# [Problem to solve]
All of the material must be duplicated exactly, line by line.

___

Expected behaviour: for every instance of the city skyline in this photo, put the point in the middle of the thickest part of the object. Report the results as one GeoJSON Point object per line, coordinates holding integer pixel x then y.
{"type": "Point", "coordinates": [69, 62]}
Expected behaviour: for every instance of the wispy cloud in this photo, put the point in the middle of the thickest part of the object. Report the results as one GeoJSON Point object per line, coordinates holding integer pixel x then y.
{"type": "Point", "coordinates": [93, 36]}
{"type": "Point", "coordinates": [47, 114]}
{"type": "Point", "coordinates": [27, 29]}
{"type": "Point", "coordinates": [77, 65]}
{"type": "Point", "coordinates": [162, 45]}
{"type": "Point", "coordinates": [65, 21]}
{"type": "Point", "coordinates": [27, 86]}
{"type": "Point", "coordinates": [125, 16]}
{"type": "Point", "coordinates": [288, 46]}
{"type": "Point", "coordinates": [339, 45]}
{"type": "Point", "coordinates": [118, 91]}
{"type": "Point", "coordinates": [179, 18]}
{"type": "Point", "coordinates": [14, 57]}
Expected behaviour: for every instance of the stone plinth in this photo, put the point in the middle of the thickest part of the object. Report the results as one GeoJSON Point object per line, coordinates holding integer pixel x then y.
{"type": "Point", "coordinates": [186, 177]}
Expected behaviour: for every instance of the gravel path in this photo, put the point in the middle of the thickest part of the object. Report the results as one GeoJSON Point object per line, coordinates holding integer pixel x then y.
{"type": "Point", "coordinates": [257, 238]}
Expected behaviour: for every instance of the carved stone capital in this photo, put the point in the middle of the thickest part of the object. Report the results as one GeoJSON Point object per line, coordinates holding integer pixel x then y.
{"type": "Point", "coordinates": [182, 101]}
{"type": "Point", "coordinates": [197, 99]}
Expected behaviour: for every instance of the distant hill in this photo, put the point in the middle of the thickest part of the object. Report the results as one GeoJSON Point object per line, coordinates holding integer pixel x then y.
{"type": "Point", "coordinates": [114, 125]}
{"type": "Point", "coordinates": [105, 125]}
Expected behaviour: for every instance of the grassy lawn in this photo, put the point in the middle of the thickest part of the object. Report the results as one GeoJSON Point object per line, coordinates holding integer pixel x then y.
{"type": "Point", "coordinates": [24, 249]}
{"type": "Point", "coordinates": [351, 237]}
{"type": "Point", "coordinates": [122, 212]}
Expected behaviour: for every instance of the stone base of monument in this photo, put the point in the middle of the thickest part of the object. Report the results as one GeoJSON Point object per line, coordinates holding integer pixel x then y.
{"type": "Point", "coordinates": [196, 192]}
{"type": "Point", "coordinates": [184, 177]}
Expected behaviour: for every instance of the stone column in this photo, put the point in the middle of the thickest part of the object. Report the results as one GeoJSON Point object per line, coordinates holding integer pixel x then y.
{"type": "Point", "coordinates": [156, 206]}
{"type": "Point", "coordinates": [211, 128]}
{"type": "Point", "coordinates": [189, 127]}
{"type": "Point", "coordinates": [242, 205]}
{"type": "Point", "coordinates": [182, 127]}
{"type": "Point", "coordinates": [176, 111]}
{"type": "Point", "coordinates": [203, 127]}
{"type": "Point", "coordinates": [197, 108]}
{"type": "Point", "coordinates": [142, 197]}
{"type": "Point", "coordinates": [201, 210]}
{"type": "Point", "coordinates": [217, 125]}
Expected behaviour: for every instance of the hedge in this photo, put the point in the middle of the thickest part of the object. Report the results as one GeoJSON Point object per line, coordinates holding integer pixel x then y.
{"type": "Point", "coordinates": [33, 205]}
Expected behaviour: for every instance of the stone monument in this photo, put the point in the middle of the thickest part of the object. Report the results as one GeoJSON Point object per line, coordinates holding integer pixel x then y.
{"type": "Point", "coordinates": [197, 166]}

___

# [Answer space]
Expected behaviour: for every instance of the city skyline in this photo, put the point in the middle of the thickest part of the object. Report the results as one GeoJSON Point object per line, coordinates holding integer pixel x then y.
{"type": "Point", "coordinates": [69, 62]}
Expected behaviour: for every instance of the wispy cloud in this photo, put the point in the middle of the thickest part of the object. Report the results as one GeoJSON Point object per line, coordinates holding integer pixel x then y.
{"type": "Point", "coordinates": [93, 36]}
{"type": "Point", "coordinates": [47, 114]}
{"type": "Point", "coordinates": [27, 29]}
{"type": "Point", "coordinates": [77, 65]}
{"type": "Point", "coordinates": [162, 45]}
{"type": "Point", "coordinates": [65, 21]}
{"type": "Point", "coordinates": [27, 86]}
{"type": "Point", "coordinates": [125, 16]}
{"type": "Point", "coordinates": [288, 46]}
{"type": "Point", "coordinates": [339, 45]}
{"type": "Point", "coordinates": [118, 91]}
{"type": "Point", "coordinates": [179, 18]}
{"type": "Point", "coordinates": [14, 57]}
Expected behaviour: for every instance of the stone plinth in this photo, put the point in the middle of the thickest part of the object. Report the results as one GeoJSON Point object per line, coordinates holding integer pixel x then y.
{"type": "Point", "coordinates": [186, 177]}
Expected behaviour: for every instance of the gravel path in this photo, put the point in the middle of the thickest part of the object. Report the results as one GeoJSON Point object per line, coordinates holding integer pixel x then y.
{"type": "Point", "coordinates": [257, 238]}
Expected behaviour: for every instance of the carved stone capital in this photo, put the point in the middle of the thickest part of the object. Report the results as one GeoJSON Point object per line, coordinates holding integer pixel x then y.
{"type": "Point", "coordinates": [182, 101]}
{"type": "Point", "coordinates": [197, 99]}
Expected behaviour: for every instance of the distant hill in this photo, put the point in the middle of the thickest part of the object. Report the results as one GeoJSON Point object per line, coordinates holding integer pixel x then y.
{"type": "Point", "coordinates": [114, 125]}
{"type": "Point", "coordinates": [105, 125]}
Expected behaviour: for every instance of the grassy lawn in this photo, put the point in the middle of the thickest part of the object. Report the results as one GeoJSON Point object per line, coordinates holding integer pixel x then y.
{"type": "Point", "coordinates": [24, 249]}
{"type": "Point", "coordinates": [351, 237]}
{"type": "Point", "coordinates": [122, 212]}
Expected behaviour: for every instance of the stone base of monument in this photo, put the point in the middle of the thickest part of the object. Report the results as one GeoJSON Point object per line, coordinates holding integer pixel x then y.
{"type": "Point", "coordinates": [196, 192]}
{"type": "Point", "coordinates": [184, 177]}
Expected behaviour: for every instance of the stone column in this photo, put the point in the middle of the thickest part of the object. Report the results as one GeoJSON Point object per line, coordinates holding integer pixel x then y.
{"type": "Point", "coordinates": [156, 206]}
{"type": "Point", "coordinates": [211, 128]}
{"type": "Point", "coordinates": [189, 127]}
{"type": "Point", "coordinates": [242, 205]}
{"type": "Point", "coordinates": [182, 127]}
{"type": "Point", "coordinates": [176, 111]}
{"type": "Point", "coordinates": [203, 127]}
{"type": "Point", "coordinates": [197, 108]}
{"type": "Point", "coordinates": [142, 197]}
{"type": "Point", "coordinates": [201, 210]}
{"type": "Point", "coordinates": [217, 125]}
Expected behaviour: for every instance of the hedge in this photo, put the point in the middle of the thickest part of the object. Report the results as one GeoJSON Point object per line, coordinates holding integer pixel x then y.
{"type": "Point", "coordinates": [33, 205]}
Expected behaviour: for every instance of the stone monument in this photo, put the point in the middle of the thickest part of the object. Report the results as one GeoJSON Point object per line, coordinates holding integer pixel x then y.
{"type": "Point", "coordinates": [197, 166]}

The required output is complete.